> [The task] Could you tally the lines in the listing below that include the word "thin"? Respond with the total alone.

Records supplied START

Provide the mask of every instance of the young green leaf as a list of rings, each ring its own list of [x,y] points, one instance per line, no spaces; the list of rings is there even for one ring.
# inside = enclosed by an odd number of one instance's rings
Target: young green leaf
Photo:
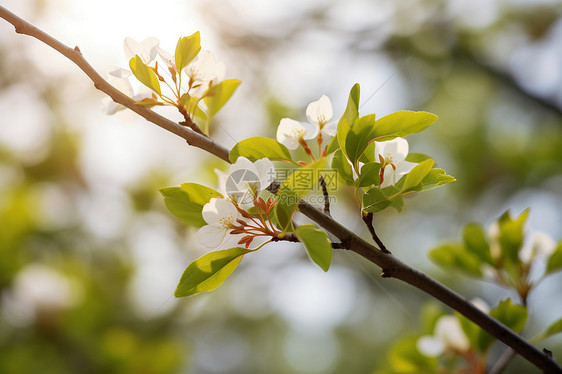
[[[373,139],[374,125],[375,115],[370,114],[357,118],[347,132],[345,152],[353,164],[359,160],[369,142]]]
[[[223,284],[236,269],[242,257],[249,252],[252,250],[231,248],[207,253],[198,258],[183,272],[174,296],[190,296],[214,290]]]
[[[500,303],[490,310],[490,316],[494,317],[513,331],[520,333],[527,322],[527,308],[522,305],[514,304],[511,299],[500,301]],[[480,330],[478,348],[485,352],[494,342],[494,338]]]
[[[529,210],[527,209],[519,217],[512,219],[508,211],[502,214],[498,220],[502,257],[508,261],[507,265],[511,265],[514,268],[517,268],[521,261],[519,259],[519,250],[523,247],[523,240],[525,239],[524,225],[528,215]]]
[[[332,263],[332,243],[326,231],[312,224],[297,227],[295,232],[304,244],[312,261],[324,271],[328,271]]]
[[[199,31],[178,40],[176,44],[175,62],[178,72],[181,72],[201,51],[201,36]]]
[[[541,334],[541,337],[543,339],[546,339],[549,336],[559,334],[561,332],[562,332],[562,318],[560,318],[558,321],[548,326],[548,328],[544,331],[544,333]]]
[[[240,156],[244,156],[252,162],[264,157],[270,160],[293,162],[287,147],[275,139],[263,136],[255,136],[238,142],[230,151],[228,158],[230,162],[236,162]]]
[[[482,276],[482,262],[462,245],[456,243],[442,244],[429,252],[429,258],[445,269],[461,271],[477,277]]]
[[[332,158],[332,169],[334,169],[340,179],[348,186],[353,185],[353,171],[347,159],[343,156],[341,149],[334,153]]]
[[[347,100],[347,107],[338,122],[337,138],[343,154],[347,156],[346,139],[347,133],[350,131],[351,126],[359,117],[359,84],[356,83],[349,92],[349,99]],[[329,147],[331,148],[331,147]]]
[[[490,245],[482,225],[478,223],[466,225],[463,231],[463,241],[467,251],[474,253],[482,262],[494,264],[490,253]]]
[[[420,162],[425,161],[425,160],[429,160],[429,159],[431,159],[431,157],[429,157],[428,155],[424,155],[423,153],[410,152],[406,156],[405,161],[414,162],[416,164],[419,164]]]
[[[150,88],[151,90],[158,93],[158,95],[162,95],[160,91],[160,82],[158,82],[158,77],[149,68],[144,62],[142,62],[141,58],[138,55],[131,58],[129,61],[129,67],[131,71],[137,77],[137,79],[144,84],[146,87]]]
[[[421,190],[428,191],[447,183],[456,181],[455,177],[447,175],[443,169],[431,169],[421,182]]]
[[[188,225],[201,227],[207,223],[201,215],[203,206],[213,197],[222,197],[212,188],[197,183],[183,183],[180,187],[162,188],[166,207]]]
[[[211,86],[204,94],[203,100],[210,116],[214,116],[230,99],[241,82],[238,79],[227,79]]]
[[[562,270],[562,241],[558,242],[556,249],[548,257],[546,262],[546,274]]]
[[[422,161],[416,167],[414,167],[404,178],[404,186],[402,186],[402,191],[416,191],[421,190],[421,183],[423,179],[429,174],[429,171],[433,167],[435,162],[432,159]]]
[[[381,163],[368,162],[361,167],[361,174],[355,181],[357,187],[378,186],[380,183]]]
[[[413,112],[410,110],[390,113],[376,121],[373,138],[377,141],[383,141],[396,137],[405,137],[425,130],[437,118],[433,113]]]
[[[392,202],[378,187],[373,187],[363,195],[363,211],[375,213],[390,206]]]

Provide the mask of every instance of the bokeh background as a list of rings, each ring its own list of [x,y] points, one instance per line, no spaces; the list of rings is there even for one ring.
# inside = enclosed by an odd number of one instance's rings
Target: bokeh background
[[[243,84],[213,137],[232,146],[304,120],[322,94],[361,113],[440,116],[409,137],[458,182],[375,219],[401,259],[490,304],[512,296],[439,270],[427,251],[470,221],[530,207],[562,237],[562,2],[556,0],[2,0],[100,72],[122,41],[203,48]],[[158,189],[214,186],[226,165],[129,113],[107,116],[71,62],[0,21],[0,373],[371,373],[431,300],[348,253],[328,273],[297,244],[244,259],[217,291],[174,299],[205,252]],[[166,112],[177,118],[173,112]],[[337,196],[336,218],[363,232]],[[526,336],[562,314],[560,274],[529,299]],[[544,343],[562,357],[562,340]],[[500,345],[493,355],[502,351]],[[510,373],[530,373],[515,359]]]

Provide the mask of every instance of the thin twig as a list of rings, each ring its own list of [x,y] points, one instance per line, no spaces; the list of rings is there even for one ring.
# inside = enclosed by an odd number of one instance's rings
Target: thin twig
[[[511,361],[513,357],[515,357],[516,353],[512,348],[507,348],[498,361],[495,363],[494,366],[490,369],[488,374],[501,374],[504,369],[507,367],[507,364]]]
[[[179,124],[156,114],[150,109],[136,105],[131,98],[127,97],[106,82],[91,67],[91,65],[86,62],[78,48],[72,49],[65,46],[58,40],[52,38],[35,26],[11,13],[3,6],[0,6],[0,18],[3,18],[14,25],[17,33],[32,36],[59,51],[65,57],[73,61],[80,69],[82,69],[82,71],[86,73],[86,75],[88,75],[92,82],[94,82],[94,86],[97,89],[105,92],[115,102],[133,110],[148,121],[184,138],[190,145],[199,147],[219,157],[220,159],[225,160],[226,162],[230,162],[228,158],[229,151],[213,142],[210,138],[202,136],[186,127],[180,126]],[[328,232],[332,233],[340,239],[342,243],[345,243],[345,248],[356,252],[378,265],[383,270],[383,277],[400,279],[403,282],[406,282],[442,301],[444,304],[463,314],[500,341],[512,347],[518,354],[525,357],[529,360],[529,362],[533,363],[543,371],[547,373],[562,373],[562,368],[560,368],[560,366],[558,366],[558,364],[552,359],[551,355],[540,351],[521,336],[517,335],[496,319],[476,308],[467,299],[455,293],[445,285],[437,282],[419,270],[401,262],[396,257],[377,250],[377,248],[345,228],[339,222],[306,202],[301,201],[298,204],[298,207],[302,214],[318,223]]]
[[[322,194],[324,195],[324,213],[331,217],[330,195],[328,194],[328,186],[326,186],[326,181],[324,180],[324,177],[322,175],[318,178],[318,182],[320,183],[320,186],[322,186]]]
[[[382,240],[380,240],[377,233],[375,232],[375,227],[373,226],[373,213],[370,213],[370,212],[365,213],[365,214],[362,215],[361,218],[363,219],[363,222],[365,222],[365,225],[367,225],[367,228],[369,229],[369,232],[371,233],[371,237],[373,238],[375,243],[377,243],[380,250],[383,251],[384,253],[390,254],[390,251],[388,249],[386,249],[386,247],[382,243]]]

Records supplied END

> [Answer for the task] 2